* [Instruções]
1: Devolva, sem nenhuma alteração, o trecho do artigo sobre a economia francesa que começa nas palavras que contêm "A comparação entre" e termina em "plano de Obama).".
2: Diga se cada afirmação abaixo está de acordo com o artigo sobre a economia francesa e justifique a resposta com as palavras decisivas do artigo, citadas literalmente: (a) Sarkozy concorreu em 2007 com um programa que prometia aproximar a economia francesa da dos Estados Unidos; (b) o coeficiente Gini da França diminuiu entre 2007 e 2010; (c) França e Estados Unidos têm praticamente o mesmo nível de produtividade por hora.

* [Texto do documento]
════════

Mélenchon tem o que a França precisa; os outros, não

Tempo de leitura: 4 min

Jean-Luc Mélenchon tem o que a França precisa. Sarkozy e Hollande, não

Sarkozy tornou a França mais desigual, mas há um candidato presidencial progressista que não se dobrou à austeridade

por Mark Weisbrot, no diário britânico Guardian

O presidente conservador francês Nicolas Sarkozy concorreu em 2007 com um programa que prometia tornar a economia francesa mais parecida com a dos Estados Unidos. Escolheu uma época ruim: os Estados Unidos estavam próximos de sua pior recessão desde a Grande Depressão e arrastariam a Europa e boa parte da economia do mundo depois do colapso. Sarkozy provavelmente não gostaria de ter dito o mesmo hoje, depois que os Estados Unidos ficaram sem praticamente nenhum crescimento econômico em quatro anos.

Mas Sarkozy conseguiu tornar a economia francesa mais parecida com a dos Estados Unidos em alguns pontos. Depois de ser um dos poucos países de alta renda que não tiveram aumento da desigualdade dos anos 80 aos anos 2000, a França se tornou mais desigual desde que Sarkozy foi eleito. Por exemplo, a relação de renda entre pessoas que pertencem ao 1% do topo/1% da base da economia foi de 11.8 para 16.2. Outras medidas da desigualdade também aumentaram significativamente (o coeficiente Gini aumentou de 26,6 para 29,9). Isso aconteceu entre 2007 e 2010; provavelmente está pior hoje. Ao aumentar a idade para a aposentadoria — uma mudança totalmente desnecessária que causou enorme oposição e protesto — Sarkozy ajudou a tornar a França ainda mais desigual.

A comparação entre França e Estados Unidos é boa, já que os dois países têm praticamente o mesmo nível de produtividade por hora. Isso significa que eles têm uma capacidade econômica que permite praticamente o mesmo nível de vida. Os franceses escolheram receber seus ganhos de produtividade em menos horas de trabalho, férias mais longas, serviço de saúde universal, educação superior gratuita, creches e uma distribuição de renda mais equilibrada. Por contraste, nos Estados Unidos mais de 60% dos ganhos de renda das últimas três décadas foram para o 1% mais rico da população. A pobreza atingiu agora os níveis do fim dos anos 60; os custos da educação superior dispararam, não temos feriados ou férias legalmente pagas e 52 milhões de norte-americanos continuam sem cobertura do serviço de saúde (embora isso possa ser reduzido se a Suprema Corte não derrubar o plano de Obama).

════════

* [Registros]
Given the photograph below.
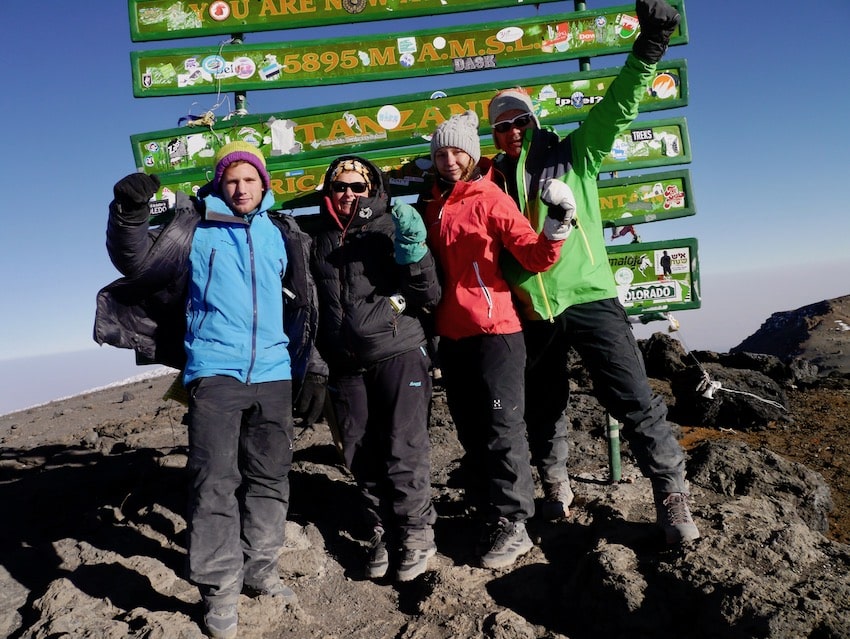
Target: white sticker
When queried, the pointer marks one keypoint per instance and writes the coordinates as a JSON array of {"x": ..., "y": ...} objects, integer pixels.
[
  {"x": 389, "y": 117},
  {"x": 624, "y": 276},
  {"x": 509, "y": 34}
]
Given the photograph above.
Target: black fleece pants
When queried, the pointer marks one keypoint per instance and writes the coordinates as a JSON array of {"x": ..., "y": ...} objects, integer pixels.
[
  {"x": 485, "y": 391},
  {"x": 382, "y": 414}
]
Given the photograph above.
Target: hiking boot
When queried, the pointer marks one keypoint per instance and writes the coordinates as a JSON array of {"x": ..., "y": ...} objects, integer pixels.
[
  {"x": 509, "y": 542},
  {"x": 556, "y": 504},
  {"x": 274, "y": 588},
  {"x": 221, "y": 622},
  {"x": 379, "y": 558},
  {"x": 414, "y": 561},
  {"x": 674, "y": 516}
]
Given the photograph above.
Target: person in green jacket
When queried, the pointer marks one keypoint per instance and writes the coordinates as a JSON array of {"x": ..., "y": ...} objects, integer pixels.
[{"x": 575, "y": 303}]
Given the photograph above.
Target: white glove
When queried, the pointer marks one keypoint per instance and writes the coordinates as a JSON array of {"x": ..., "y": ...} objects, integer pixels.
[
  {"x": 556, "y": 230},
  {"x": 562, "y": 209}
]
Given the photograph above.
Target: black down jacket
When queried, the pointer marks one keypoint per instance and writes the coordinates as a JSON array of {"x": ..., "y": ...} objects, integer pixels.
[{"x": 356, "y": 274}]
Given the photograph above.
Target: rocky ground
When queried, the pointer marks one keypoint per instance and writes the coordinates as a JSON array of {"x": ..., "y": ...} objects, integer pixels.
[{"x": 91, "y": 545}]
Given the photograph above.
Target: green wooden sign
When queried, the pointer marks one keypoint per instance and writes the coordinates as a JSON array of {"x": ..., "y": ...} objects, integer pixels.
[
  {"x": 359, "y": 58},
  {"x": 391, "y": 121},
  {"x": 168, "y": 19},
  {"x": 294, "y": 181},
  {"x": 646, "y": 198},
  {"x": 656, "y": 276}
]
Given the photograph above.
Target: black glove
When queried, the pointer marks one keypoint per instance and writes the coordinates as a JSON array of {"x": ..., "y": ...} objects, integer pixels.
[
  {"x": 311, "y": 398},
  {"x": 657, "y": 20},
  {"x": 135, "y": 190}
]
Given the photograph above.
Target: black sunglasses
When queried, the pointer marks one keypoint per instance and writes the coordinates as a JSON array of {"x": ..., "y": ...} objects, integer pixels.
[
  {"x": 356, "y": 187},
  {"x": 520, "y": 122}
]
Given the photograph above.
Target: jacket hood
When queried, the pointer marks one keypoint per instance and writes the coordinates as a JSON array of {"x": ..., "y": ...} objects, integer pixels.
[{"x": 366, "y": 207}]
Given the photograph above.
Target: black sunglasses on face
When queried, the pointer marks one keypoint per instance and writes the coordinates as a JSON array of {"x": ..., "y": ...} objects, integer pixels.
[
  {"x": 356, "y": 187},
  {"x": 520, "y": 122}
]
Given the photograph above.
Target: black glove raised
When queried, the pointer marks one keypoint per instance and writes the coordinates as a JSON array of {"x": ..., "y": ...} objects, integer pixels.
[
  {"x": 311, "y": 398},
  {"x": 657, "y": 20},
  {"x": 136, "y": 189}
]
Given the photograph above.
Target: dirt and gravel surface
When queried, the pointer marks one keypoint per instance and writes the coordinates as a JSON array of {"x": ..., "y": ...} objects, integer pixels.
[{"x": 93, "y": 494}]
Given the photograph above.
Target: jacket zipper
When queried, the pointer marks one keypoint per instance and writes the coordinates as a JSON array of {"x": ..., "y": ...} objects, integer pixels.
[
  {"x": 207, "y": 289},
  {"x": 484, "y": 289}
]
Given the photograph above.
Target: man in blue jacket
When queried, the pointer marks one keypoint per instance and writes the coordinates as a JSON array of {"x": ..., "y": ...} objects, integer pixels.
[{"x": 222, "y": 259}]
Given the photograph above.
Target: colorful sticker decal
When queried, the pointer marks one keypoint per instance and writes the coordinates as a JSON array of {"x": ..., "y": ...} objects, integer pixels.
[
  {"x": 383, "y": 122},
  {"x": 656, "y": 276},
  {"x": 456, "y": 49},
  {"x": 648, "y": 145},
  {"x": 645, "y": 198},
  {"x": 407, "y": 169},
  {"x": 170, "y": 19}
]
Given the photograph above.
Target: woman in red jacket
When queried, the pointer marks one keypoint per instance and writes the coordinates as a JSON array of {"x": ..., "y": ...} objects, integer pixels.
[{"x": 469, "y": 222}]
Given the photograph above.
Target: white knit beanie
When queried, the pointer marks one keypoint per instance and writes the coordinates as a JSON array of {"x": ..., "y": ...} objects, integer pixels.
[{"x": 461, "y": 132}]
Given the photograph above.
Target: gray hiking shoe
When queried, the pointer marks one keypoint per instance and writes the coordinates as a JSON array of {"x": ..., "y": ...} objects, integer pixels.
[
  {"x": 674, "y": 516},
  {"x": 559, "y": 496},
  {"x": 414, "y": 561},
  {"x": 510, "y": 541},
  {"x": 221, "y": 622},
  {"x": 379, "y": 558},
  {"x": 273, "y": 588}
]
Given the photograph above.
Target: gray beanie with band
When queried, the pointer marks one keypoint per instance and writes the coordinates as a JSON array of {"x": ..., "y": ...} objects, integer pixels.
[{"x": 461, "y": 132}]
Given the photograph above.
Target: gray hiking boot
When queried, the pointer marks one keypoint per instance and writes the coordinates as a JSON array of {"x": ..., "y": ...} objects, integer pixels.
[
  {"x": 414, "y": 561},
  {"x": 674, "y": 516},
  {"x": 379, "y": 558},
  {"x": 509, "y": 542},
  {"x": 221, "y": 622},
  {"x": 556, "y": 504}
]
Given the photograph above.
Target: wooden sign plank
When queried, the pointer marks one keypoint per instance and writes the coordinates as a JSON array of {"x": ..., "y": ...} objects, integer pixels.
[
  {"x": 167, "y": 19},
  {"x": 391, "y": 121},
  {"x": 656, "y": 276},
  {"x": 362, "y": 58}
]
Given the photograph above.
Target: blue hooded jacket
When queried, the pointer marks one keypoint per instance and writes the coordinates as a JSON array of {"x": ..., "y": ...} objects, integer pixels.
[{"x": 234, "y": 311}]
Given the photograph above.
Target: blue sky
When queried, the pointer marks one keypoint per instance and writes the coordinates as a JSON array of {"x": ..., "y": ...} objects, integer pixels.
[{"x": 767, "y": 119}]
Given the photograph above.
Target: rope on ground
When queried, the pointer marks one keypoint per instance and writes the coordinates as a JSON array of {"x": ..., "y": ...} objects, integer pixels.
[{"x": 707, "y": 386}]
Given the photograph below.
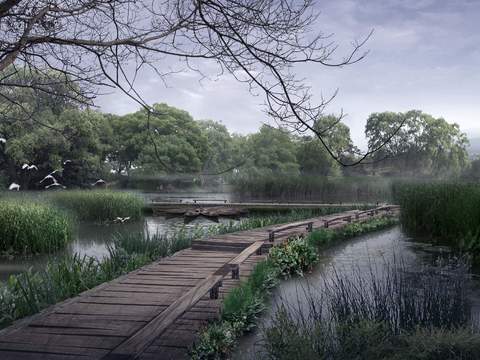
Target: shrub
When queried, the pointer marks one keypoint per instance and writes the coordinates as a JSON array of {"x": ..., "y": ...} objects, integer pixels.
[
  {"x": 379, "y": 315},
  {"x": 30, "y": 228},
  {"x": 447, "y": 212},
  {"x": 99, "y": 205},
  {"x": 294, "y": 256}
]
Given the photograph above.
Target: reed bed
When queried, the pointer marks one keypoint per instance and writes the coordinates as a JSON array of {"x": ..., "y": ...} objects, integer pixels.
[
  {"x": 243, "y": 305},
  {"x": 379, "y": 313},
  {"x": 31, "y": 228},
  {"x": 98, "y": 205},
  {"x": 313, "y": 188},
  {"x": 30, "y": 292},
  {"x": 449, "y": 212}
]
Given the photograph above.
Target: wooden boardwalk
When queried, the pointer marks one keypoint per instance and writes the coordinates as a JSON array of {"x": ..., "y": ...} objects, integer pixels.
[{"x": 156, "y": 311}]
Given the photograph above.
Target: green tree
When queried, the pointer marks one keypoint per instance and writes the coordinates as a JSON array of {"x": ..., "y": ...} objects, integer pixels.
[
  {"x": 424, "y": 146},
  {"x": 312, "y": 156},
  {"x": 272, "y": 150},
  {"x": 169, "y": 141},
  {"x": 220, "y": 147}
]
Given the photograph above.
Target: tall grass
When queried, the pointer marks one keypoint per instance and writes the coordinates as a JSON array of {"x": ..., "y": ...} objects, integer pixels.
[
  {"x": 379, "y": 313},
  {"x": 31, "y": 228},
  {"x": 99, "y": 205},
  {"x": 62, "y": 278},
  {"x": 447, "y": 211},
  {"x": 242, "y": 306},
  {"x": 313, "y": 188}
]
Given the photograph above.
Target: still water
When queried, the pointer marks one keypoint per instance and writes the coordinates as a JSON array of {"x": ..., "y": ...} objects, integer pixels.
[
  {"x": 92, "y": 239},
  {"x": 358, "y": 255}
]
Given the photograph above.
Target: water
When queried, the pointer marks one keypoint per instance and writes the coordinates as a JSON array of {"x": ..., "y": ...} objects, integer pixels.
[
  {"x": 359, "y": 254},
  {"x": 92, "y": 240}
]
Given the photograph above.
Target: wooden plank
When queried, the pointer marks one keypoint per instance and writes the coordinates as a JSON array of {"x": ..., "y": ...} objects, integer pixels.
[{"x": 137, "y": 343}]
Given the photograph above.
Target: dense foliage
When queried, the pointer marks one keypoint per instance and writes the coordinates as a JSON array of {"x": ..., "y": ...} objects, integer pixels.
[
  {"x": 242, "y": 305},
  {"x": 82, "y": 145},
  {"x": 99, "y": 205},
  {"x": 31, "y": 228},
  {"x": 381, "y": 313},
  {"x": 424, "y": 146},
  {"x": 445, "y": 211}
]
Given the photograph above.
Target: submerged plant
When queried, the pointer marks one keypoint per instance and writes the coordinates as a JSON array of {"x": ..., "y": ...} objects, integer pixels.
[
  {"x": 99, "y": 205},
  {"x": 376, "y": 314}
]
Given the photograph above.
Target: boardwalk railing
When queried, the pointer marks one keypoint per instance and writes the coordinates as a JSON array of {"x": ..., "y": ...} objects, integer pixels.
[{"x": 272, "y": 232}]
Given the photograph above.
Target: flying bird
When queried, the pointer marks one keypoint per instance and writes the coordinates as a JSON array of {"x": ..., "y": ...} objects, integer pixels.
[
  {"x": 49, "y": 176},
  {"x": 14, "y": 186},
  {"x": 55, "y": 184},
  {"x": 29, "y": 167},
  {"x": 99, "y": 182}
]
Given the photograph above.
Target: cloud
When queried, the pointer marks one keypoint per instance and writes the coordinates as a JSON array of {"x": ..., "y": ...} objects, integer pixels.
[{"x": 424, "y": 54}]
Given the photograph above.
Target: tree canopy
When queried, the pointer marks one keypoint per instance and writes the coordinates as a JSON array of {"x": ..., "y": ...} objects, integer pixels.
[{"x": 424, "y": 146}]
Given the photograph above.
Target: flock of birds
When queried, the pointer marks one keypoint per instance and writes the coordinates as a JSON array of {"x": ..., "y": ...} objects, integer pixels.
[{"x": 50, "y": 178}]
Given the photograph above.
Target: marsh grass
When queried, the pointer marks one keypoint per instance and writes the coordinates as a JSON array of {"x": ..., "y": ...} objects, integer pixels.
[
  {"x": 98, "y": 205},
  {"x": 313, "y": 188},
  {"x": 447, "y": 212},
  {"x": 31, "y": 228},
  {"x": 243, "y": 305},
  {"x": 379, "y": 313},
  {"x": 29, "y": 292}
]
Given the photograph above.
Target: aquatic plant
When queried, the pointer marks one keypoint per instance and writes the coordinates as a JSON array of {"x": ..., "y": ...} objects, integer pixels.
[
  {"x": 98, "y": 205},
  {"x": 294, "y": 256},
  {"x": 448, "y": 212},
  {"x": 313, "y": 188},
  {"x": 31, "y": 228},
  {"x": 379, "y": 314}
]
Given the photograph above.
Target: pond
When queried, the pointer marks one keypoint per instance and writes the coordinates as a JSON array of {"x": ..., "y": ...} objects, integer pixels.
[
  {"x": 92, "y": 239},
  {"x": 359, "y": 254}
]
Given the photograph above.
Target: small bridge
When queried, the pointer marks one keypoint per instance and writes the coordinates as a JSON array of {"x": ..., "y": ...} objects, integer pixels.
[{"x": 155, "y": 312}]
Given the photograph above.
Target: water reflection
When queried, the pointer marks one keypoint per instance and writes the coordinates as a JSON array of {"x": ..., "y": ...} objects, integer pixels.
[
  {"x": 92, "y": 239},
  {"x": 362, "y": 254}
]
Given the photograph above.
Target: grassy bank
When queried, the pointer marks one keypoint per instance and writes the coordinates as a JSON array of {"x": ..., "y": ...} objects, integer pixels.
[
  {"x": 381, "y": 314},
  {"x": 448, "y": 212},
  {"x": 30, "y": 228},
  {"x": 98, "y": 205},
  {"x": 29, "y": 292},
  {"x": 243, "y": 305},
  {"x": 313, "y": 188}
]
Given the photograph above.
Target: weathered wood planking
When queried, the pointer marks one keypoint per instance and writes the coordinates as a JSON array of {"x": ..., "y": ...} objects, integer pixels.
[{"x": 153, "y": 312}]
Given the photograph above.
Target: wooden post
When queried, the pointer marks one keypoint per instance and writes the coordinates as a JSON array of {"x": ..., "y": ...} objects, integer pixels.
[
  {"x": 310, "y": 227},
  {"x": 235, "y": 271},
  {"x": 214, "y": 290},
  {"x": 271, "y": 236}
]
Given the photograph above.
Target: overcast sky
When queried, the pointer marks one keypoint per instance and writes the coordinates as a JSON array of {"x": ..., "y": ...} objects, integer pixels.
[{"x": 424, "y": 54}]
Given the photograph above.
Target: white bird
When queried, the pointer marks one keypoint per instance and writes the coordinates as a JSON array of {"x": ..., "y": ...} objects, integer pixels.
[
  {"x": 14, "y": 186},
  {"x": 55, "y": 184},
  {"x": 49, "y": 176},
  {"x": 29, "y": 167},
  {"x": 99, "y": 182}
]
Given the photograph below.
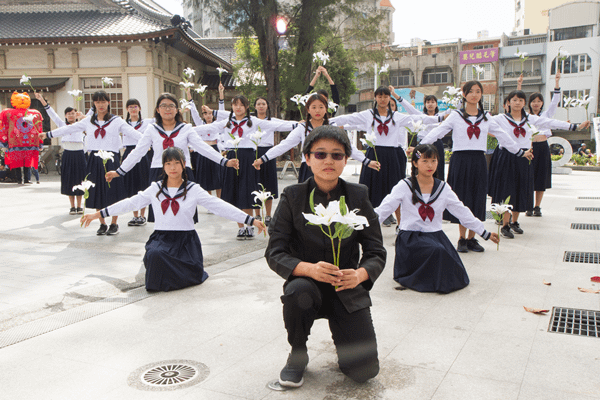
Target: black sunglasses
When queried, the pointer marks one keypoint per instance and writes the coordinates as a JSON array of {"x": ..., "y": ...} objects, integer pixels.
[{"x": 321, "y": 155}]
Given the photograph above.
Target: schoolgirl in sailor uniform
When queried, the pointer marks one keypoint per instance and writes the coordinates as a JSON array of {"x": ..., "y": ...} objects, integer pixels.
[
  {"x": 425, "y": 259},
  {"x": 389, "y": 134},
  {"x": 467, "y": 172},
  {"x": 73, "y": 162},
  {"x": 103, "y": 133},
  {"x": 206, "y": 173},
  {"x": 514, "y": 175},
  {"x": 239, "y": 185},
  {"x": 173, "y": 258},
  {"x": 137, "y": 179},
  {"x": 316, "y": 115},
  {"x": 542, "y": 161}
]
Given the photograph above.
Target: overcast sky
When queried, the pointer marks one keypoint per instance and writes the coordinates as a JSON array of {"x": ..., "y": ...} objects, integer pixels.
[{"x": 436, "y": 20}]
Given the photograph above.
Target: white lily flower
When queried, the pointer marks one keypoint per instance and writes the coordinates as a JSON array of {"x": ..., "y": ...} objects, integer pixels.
[
  {"x": 189, "y": 72},
  {"x": 500, "y": 208},
  {"x": 322, "y": 215},
  {"x": 352, "y": 219},
  {"x": 201, "y": 89},
  {"x": 186, "y": 105},
  {"x": 84, "y": 186},
  {"x": 105, "y": 155}
]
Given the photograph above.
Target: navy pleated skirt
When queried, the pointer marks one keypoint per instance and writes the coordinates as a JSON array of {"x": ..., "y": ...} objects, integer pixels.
[
  {"x": 238, "y": 188},
  {"x": 102, "y": 195},
  {"x": 428, "y": 262},
  {"x": 513, "y": 177},
  {"x": 304, "y": 173},
  {"x": 137, "y": 178},
  {"x": 467, "y": 176},
  {"x": 72, "y": 171},
  {"x": 393, "y": 170},
  {"x": 542, "y": 166},
  {"x": 208, "y": 174},
  {"x": 268, "y": 173},
  {"x": 173, "y": 260},
  {"x": 156, "y": 174}
]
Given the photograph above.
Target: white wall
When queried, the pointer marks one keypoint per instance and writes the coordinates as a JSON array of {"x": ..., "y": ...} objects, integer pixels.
[{"x": 99, "y": 57}]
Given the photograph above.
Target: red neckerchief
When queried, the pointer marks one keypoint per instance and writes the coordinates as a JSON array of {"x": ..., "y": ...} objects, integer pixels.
[
  {"x": 473, "y": 128},
  {"x": 426, "y": 211},
  {"x": 519, "y": 130},
  {"x": 238, "y": 128},
  {"x": 168, "y": 140},
  {"x": 383, "y": 126},
  {"x": 100, "y": 129}
]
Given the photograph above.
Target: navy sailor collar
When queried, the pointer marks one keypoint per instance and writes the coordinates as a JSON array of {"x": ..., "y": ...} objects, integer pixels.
[{"x": 436, "y": 190}]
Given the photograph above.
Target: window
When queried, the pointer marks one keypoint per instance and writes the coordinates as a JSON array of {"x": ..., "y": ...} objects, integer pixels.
[
  {"x": 489, "y": 102},
  {"x": 576, "y": 32},
  {"x": 577, "y": 94},
  {"x": 469, "y": 73},
  {"x": 437, "y": 75},
  {"x": 531, "y": 68},
  {"x": 572, "y": 64},
  {"x": 402, "y": 78},
  {"x": 91, "y": 85}
]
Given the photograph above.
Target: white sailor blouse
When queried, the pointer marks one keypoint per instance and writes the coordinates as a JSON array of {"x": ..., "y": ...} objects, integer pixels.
[
  {"x": 389, "y": 130},
  {"x": 521, "y": 131},
  {"x": 101, "y": 135},
  {"x": 296, "y": 137},
  {"x": 140, "y": 126},
  {"x": 426, "y": 215},
  {"x": 176, "y": 213},
  {"x": 242, "y": 130},
  {"x": 470, "y": 132},
  {"x": 156, "y": 137}
]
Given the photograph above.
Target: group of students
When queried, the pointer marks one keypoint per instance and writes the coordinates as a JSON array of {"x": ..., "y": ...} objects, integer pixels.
[{"x": 315, "y": 287}]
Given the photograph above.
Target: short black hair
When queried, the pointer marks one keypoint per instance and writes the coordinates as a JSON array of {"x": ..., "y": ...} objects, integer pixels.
[{"x": 327, "y": 132}]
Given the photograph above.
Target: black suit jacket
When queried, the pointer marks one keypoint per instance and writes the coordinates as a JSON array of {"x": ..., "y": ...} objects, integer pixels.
[{"x": 291, "y": 240}]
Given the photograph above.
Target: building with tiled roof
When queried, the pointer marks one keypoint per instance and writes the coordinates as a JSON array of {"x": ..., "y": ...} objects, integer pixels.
[{"x": 71, "y": 44}]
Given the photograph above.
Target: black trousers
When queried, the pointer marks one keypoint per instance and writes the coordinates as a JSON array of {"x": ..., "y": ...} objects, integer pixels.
[{"x": 353, "y": 334}]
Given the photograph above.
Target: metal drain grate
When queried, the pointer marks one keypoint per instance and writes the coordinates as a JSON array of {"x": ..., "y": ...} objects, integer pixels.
[
  {"x": 587, "y": 227},
  {"x": 574, "y": 321},
  {"x": 583, "y": 257},
  {"x": 168, "y": 375}
]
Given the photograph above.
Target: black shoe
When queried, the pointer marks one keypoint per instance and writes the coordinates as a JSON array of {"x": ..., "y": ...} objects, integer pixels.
[
  {"x": 292, "y": 375},
  {"x": 102, "y": 230},
  {"x": 514, "y": 226},
  {"x": 505, "y": 232},
  {"x": 473, "y": 245},
  {"x": 462, "y": 246}
]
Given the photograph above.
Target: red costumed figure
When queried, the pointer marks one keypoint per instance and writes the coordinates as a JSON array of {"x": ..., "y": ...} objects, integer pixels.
[{"x": 19, "y": 128}]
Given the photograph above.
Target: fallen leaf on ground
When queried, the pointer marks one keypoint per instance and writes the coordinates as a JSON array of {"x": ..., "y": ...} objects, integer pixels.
[
  {"x": 535, "y": 310},
  {"x": 586, "y": 290}
]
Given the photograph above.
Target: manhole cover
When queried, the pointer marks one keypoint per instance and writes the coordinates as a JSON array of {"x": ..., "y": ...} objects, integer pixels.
[
  {"x": 168, "y": 375},
  {"x": 587, "y": 227},
  {"x": 581, "y": 256},
  {"x": 574, "y": 321}
]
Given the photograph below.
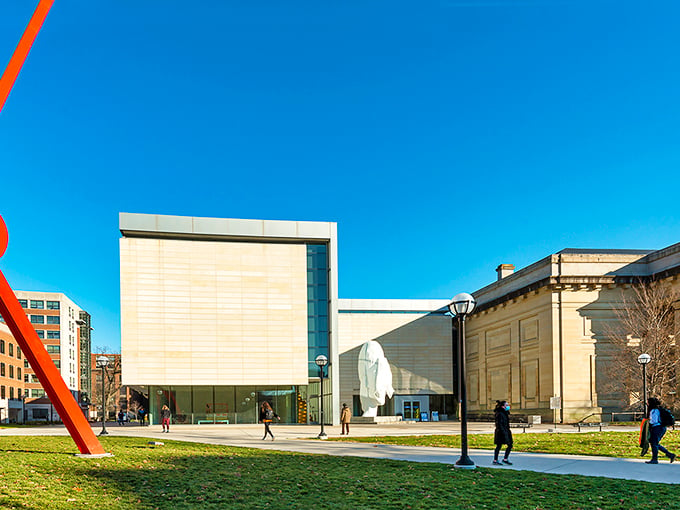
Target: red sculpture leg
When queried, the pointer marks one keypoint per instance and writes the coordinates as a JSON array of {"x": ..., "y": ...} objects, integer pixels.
[
  {"x": 43, "y": 366},
  {"x": 24, "y": 46}
]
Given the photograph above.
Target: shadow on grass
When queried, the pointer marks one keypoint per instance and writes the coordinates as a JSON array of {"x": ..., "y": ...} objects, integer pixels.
[
  {"x": 45, "y": 452},
  {"x": 189, "y": 475}
]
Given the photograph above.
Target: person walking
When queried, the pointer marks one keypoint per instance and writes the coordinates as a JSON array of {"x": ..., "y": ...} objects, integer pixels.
[
  {"x": 267, "y": 415},
  {"x": 502, "y": 434},
  {"x": 165, "y": 418},
  {"x": 345, "y": 417},
  {"x": 656, "y": 431}
]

════════

* [Respostas às tarefas]
1:
A comparação entre França e Estados Unidos é boa, já que os dois países têm praticamente o mesmo nível de produtividade por hora. Isso significa que eles têm uma capacidade econômica que permite praticamente o mesmo nível de vida. Os franceses escolheram receber seus ganhos de produtividade em menos horas de trabalho, férias mais longas, serviço de saúde universal, educação superior gratuita, creches e uma distribuição de renda mais equilibrada. Por contraste, nos Estados Unidos mais de 60% dos ganhos de renda das últimas três décadas foram para o 1% mais rico da população. A pobreza atingiu agora os níveis do fim dos anos 60; os custos da educação superior dispararam, não temos feriados ou férias legalmente pagas e 52 milhões de norte-americanos continuam sem cobertura do serviço de saúde (embora isso possa ser reduzido se a Suprema Corte não derrubar o plano de Obama).

2:
(a) Sim: "concorreu em 2007 com um programa que prometia tornar a economia francesa mais parecida com a dos Estados Unidos".
(b) Não: "o coeficiente Gini aumentou de 26,6 para 29,9".
(c) Sim: "os dois países têm praticamente o mesmo nível de produtividade por hora".